_TASK_. The data follows this line. Copy verbatim the line with "Category: baked scone top" and each line after it to the end.

-- BEGIN DATA PROVIDED --

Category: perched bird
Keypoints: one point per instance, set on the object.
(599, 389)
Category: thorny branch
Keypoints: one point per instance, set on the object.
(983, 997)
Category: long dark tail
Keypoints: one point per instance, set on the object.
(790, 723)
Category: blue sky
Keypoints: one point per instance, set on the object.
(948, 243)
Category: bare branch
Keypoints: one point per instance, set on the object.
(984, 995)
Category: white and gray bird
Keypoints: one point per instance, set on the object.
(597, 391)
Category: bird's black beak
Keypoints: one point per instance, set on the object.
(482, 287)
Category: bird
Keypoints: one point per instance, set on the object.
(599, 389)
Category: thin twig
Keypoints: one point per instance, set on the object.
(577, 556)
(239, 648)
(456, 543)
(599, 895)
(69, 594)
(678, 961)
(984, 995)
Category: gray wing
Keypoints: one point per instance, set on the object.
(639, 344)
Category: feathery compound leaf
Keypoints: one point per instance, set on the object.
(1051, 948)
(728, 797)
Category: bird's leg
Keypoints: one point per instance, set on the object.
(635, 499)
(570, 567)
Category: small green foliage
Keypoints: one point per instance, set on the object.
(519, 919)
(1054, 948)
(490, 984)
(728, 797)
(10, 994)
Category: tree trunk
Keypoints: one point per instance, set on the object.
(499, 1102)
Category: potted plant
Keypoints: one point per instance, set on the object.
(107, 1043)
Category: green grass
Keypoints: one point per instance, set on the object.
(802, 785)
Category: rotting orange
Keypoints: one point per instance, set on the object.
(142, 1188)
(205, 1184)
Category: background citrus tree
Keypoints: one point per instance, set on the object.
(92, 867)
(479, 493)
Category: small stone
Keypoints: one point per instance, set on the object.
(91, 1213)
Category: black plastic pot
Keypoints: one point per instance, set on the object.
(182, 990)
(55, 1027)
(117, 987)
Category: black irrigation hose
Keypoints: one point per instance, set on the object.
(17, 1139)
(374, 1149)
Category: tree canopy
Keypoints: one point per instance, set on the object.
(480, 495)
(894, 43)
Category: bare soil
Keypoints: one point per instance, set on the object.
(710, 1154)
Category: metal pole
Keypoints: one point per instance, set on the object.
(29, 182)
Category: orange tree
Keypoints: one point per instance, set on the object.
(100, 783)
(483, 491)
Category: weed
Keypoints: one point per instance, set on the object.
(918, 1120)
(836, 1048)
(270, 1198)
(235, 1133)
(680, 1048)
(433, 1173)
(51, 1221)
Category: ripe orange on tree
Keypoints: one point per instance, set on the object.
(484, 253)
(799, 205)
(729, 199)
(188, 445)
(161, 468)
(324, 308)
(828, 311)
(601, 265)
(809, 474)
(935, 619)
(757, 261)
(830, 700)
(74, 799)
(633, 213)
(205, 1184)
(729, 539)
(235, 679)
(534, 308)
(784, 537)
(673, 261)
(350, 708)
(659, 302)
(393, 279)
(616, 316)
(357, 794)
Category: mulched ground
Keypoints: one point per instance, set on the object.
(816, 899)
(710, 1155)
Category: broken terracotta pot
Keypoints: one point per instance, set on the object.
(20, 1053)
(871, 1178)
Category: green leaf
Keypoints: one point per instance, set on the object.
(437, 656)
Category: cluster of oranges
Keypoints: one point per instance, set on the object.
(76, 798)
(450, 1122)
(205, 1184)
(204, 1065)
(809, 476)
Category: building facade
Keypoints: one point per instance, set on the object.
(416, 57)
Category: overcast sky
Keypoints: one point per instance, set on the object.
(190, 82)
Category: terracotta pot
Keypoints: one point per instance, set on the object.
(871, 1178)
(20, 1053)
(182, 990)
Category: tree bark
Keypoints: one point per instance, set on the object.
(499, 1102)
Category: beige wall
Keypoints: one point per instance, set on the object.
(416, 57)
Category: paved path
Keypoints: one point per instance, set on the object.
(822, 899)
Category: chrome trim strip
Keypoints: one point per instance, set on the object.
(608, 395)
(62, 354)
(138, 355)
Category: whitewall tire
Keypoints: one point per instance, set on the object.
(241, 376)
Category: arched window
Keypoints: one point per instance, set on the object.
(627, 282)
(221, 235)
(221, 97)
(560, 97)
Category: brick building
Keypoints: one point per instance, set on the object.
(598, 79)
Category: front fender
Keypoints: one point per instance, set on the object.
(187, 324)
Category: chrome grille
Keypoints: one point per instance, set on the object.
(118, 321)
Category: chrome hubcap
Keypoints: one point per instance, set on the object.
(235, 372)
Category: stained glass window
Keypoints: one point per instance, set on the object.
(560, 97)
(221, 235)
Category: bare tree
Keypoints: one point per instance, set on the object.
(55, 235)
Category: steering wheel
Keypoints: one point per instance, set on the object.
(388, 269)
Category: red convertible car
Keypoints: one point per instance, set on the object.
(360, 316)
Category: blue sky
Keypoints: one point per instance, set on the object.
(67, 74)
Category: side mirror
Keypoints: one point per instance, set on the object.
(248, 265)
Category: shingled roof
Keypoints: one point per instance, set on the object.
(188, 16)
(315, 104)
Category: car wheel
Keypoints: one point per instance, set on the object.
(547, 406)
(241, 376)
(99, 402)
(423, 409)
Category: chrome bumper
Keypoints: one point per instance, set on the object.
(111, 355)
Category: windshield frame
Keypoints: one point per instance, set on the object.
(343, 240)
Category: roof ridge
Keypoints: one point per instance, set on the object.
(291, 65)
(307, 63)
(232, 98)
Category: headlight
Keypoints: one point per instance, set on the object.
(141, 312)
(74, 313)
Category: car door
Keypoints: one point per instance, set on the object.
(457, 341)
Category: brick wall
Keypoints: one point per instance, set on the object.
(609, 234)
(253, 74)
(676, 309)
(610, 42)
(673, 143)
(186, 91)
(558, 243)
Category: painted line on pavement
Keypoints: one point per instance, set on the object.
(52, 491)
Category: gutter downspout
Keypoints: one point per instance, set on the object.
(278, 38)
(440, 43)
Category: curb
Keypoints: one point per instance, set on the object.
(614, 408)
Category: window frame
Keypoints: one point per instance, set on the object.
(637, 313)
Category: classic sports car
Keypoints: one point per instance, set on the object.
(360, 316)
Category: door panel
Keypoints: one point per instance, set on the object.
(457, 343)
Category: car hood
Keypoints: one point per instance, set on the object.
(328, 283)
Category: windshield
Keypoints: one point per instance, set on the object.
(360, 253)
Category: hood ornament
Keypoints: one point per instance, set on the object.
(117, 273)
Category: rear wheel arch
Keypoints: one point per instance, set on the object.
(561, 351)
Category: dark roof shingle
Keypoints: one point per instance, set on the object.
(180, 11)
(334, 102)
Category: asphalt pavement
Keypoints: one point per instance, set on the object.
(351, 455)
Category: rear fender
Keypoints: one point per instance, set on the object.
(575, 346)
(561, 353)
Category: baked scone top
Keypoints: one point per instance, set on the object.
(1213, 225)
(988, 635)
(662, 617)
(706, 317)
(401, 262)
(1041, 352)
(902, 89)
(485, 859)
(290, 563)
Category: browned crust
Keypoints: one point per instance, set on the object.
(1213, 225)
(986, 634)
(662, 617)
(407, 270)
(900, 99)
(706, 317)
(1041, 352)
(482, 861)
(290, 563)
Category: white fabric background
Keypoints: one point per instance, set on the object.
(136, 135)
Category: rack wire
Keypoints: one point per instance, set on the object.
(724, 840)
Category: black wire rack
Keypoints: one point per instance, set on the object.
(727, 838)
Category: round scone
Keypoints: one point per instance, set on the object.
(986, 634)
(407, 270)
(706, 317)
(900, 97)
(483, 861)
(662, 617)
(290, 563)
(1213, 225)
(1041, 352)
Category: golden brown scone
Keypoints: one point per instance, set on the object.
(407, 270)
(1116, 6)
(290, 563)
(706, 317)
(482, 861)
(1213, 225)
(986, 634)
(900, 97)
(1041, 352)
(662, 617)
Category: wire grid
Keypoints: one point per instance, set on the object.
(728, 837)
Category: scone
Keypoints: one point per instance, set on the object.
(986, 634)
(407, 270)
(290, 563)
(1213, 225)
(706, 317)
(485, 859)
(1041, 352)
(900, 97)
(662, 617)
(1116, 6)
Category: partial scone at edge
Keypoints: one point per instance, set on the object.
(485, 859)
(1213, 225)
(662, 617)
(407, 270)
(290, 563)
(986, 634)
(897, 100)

-- END DATA PROVIDED --

_RESPONSE TO THE TASK_.
Category: baked scone top
Keypoints: one point per instance, set on the object.
(1213, 225)
(988, 635)
(662, 617)
(706, 317)
(401, 262)
(1041, 352)
(902, 89)
(485, 859)
(290, 563)
Category: browned crust
Keypoints: one point per instance, set on the object.
(1213, 225)
(986, 634)
(662, 617)
(407, 270)
(900, 99)
(706, 317)
(1041, 352)
(482, 861)
(290, 563)
Category: white fabric background
Keypoints: one point per instance, set on the object.
(136, 135)
Category: rack wire
Keypoints: one point per instance, set on the object.
(724, 840)
Category: black wire rack
Keypoints: one point per instance, set on the object.
(727, 838)
Category: round scone
Keypoints: one point per instance, set on the object.
(986, 634)
(407, 270)
(706, 317)
(900, 97)
(483, 861)
(662, 617)
(290, 563)
(1213, 225)
(1041, 352)
Category: golden brown scone
Keypoints: one point per instance, set on the object.
(407, 270)
(1116, 6)
(290, 563)
(706, 317)
(482, 861)
(1213, 225)
(986, 634)
(900, 97)
(1041, 352)
(662, 617)
Category: wire grid
Keypoints: one point per instance, set on the object.
(728, 837)
Category: scone
Keypoints: one point per instance, set on the object.
(986, 634)
(407, 270)
(290, 563)
(1213, 225)
(706, 317)
(485, 859)
(1041, 352)
(900, 97)
(662, 617)
(1116, 6)
Category: partial scone at edge
Keypoints: one point per instance, set on the object.
(485, 859)
(1213, 225)
(662, 617)
(407, 270)
(290, 563)
(986, 634)
(897, 100)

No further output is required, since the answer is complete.